** The data follows **

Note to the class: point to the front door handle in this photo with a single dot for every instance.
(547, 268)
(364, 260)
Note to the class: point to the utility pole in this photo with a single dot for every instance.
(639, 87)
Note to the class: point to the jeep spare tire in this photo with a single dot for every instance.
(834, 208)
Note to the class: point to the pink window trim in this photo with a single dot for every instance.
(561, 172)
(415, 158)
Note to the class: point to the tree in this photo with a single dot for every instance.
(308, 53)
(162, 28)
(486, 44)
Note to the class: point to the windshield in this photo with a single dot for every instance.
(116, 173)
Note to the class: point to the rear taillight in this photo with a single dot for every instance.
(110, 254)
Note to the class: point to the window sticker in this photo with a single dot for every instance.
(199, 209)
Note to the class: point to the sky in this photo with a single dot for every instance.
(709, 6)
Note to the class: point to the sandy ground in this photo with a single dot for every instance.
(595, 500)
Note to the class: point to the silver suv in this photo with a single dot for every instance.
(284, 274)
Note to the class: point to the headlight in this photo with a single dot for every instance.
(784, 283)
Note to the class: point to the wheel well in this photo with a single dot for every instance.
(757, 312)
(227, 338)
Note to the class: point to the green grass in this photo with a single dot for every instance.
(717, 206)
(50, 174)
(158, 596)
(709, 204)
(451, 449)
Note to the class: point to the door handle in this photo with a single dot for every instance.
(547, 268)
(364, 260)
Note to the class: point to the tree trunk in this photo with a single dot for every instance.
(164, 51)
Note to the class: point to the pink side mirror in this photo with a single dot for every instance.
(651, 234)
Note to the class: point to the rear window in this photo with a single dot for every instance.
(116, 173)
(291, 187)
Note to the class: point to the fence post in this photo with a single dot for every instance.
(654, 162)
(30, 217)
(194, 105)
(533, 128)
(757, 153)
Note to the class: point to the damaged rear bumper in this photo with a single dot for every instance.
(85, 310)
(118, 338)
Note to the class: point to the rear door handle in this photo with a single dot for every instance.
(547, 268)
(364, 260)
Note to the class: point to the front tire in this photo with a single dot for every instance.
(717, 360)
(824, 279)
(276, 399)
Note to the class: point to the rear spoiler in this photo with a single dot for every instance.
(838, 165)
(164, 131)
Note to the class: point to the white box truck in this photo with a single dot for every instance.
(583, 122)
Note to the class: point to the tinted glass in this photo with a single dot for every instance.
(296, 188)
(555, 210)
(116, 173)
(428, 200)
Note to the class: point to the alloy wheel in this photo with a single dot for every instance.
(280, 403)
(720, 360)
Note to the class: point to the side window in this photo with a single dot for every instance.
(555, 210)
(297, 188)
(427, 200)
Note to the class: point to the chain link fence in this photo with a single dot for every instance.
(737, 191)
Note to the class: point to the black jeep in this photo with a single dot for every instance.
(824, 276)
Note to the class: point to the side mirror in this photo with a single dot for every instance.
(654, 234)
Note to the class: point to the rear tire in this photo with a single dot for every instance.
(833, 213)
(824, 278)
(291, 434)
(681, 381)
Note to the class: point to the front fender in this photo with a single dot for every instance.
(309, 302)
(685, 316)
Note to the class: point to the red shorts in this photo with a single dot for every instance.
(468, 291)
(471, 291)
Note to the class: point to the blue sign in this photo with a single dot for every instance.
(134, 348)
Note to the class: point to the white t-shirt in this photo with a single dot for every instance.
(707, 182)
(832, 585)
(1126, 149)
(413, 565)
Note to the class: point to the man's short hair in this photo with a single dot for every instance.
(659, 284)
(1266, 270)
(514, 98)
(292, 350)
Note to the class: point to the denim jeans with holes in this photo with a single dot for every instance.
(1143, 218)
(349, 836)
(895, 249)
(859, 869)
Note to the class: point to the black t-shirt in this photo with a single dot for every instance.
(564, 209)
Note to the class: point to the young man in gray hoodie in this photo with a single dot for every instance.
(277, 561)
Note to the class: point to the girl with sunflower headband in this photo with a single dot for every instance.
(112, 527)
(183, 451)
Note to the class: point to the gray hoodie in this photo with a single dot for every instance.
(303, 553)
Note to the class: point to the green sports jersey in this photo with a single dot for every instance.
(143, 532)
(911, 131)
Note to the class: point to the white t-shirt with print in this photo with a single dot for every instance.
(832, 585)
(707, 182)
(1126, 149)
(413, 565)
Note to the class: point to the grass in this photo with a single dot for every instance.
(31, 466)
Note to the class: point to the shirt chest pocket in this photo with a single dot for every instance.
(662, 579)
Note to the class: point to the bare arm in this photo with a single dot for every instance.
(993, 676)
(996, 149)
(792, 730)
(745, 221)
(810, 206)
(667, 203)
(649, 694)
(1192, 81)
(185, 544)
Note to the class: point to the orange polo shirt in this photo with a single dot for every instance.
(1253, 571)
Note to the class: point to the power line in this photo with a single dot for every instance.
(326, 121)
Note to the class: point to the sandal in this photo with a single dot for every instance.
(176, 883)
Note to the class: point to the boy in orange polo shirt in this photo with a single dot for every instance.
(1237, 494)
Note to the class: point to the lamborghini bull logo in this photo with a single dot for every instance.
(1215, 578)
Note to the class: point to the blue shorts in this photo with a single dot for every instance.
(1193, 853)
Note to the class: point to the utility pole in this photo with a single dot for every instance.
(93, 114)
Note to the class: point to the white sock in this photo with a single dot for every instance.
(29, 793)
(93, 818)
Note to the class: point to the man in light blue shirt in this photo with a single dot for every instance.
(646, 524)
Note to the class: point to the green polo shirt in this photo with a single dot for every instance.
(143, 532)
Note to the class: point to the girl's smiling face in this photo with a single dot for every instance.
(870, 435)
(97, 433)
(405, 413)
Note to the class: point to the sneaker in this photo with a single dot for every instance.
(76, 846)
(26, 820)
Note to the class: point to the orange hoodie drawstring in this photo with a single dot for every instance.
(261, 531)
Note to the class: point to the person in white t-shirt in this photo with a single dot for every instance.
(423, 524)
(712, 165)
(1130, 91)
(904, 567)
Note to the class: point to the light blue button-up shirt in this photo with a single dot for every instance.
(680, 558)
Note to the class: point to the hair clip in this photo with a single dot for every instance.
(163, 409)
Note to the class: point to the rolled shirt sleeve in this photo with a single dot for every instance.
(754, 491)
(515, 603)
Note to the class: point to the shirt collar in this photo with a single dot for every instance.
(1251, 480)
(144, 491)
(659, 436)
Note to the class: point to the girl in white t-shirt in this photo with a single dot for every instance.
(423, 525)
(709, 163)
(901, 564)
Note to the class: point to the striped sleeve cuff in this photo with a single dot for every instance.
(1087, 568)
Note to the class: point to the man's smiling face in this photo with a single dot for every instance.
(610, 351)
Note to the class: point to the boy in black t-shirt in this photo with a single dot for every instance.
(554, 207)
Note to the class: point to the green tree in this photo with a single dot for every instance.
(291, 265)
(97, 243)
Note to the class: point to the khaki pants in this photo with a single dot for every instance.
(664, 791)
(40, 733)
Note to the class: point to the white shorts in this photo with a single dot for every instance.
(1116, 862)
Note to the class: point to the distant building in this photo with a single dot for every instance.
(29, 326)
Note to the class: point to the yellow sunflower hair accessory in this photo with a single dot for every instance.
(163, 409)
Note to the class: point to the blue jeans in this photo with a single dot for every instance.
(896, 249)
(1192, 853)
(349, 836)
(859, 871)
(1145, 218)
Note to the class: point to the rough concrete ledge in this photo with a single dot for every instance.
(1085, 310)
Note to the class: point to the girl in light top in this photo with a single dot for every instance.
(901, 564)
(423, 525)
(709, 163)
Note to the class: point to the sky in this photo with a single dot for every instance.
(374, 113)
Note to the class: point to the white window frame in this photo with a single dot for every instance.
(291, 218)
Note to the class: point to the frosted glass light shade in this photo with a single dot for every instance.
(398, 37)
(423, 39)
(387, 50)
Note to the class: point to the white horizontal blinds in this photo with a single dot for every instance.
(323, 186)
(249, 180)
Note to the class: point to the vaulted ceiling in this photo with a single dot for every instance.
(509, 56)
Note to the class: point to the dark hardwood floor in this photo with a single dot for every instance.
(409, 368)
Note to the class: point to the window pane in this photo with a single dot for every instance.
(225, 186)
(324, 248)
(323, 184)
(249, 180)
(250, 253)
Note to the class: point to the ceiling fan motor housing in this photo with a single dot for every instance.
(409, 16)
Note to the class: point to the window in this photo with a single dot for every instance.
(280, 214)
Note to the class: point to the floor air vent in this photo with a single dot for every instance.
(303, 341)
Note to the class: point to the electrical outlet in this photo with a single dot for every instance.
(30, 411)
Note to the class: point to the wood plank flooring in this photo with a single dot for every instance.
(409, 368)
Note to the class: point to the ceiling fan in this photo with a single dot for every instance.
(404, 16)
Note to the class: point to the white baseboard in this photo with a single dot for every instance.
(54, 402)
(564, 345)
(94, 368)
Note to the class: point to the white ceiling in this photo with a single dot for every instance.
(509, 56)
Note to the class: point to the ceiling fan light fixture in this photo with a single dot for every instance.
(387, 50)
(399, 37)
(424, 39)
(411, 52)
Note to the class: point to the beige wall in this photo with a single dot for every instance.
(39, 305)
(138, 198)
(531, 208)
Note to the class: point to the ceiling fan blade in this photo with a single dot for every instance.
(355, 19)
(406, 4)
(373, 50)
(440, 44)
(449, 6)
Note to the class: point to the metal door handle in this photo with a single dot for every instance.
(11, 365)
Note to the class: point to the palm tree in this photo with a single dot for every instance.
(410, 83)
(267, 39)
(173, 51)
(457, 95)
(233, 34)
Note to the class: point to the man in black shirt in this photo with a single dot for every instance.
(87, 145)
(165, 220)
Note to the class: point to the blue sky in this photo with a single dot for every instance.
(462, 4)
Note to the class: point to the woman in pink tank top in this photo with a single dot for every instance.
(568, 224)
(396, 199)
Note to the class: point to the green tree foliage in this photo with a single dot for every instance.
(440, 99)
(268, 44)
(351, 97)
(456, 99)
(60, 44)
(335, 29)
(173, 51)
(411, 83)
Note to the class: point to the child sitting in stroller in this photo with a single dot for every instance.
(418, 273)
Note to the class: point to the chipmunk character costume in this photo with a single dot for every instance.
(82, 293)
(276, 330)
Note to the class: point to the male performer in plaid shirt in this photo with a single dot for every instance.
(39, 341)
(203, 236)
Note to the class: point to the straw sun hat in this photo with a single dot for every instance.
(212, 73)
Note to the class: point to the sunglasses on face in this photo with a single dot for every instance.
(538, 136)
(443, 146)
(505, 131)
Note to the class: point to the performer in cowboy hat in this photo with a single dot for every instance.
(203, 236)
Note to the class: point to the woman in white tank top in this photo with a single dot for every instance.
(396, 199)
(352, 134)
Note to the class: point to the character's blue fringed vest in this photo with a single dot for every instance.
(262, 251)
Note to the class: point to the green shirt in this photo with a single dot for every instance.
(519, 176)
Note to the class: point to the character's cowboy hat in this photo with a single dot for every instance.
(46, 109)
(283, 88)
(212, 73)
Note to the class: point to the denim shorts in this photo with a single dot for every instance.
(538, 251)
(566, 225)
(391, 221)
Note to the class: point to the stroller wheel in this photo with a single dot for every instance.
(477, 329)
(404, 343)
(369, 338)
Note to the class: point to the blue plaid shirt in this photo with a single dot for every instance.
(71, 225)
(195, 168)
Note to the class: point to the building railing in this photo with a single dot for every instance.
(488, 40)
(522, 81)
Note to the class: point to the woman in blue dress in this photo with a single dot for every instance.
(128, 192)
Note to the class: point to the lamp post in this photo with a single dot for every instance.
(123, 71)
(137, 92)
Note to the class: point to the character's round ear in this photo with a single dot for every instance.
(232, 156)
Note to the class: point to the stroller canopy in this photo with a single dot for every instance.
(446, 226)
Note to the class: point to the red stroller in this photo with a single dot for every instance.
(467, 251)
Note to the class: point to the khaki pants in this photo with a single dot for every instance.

** End of The data **

Exercise instructions:
All lines from the one containing "Note to the class: point to the woman in white" to the end of the records, both ends included, should be printed exactly and on their own.

Exercise answer:
Note to the class: point to the woman in white tank top in this photo with a single dot for every instance.
(396, 199)
(352, 134)
Note to the class: point to the character's blue fringed vest in this photo with a single dot for every instance.
(262, 251)
Note to the class: point to the green shirt in this photo with a single dot for every instance.
(519, 176)
Note to the class: point to the character's cowboy hat in this photo with a single dot for every instance.
(46, 109)
(283, 88)
(212, 73)
Note to the class: point to the denim shorts in this photo with a single dot for every instance.
(538, 251)
(566, 225)
(391, 221)
Note to the class: point to the stroller wheel in this photo with a single dot for every instance.
(477, 329)
(404, 343)
(369, 338)
Note to the class: point to the blue plaid shirt in this photo with a single dot for every instance.
(71, 225)
(195, 168)
Note to the class: point to the building railing in this photo with a single dot for every instance.
(488, 40)
(522, 81)
Note to the class: point to the woman in blue dress in this photo with a single dot for every instance.
(128, 192)
Note to the class: point to the lamp post in this photo with a single dot for every instance.
(123, 71)
(137, 92)
Note to the class: point to the character's round ear in this photo with a single dot for every instance.
(232, 156)
Note to the class: point to the stroller canopy in this photo with a single dot for every instance.
(446, 226)
Note to the class: point to the red stroller in this photo with a single dot for every instance.
(467, 251)
Note to the class: point to the khaki pants in this photo with a single dot for every instance.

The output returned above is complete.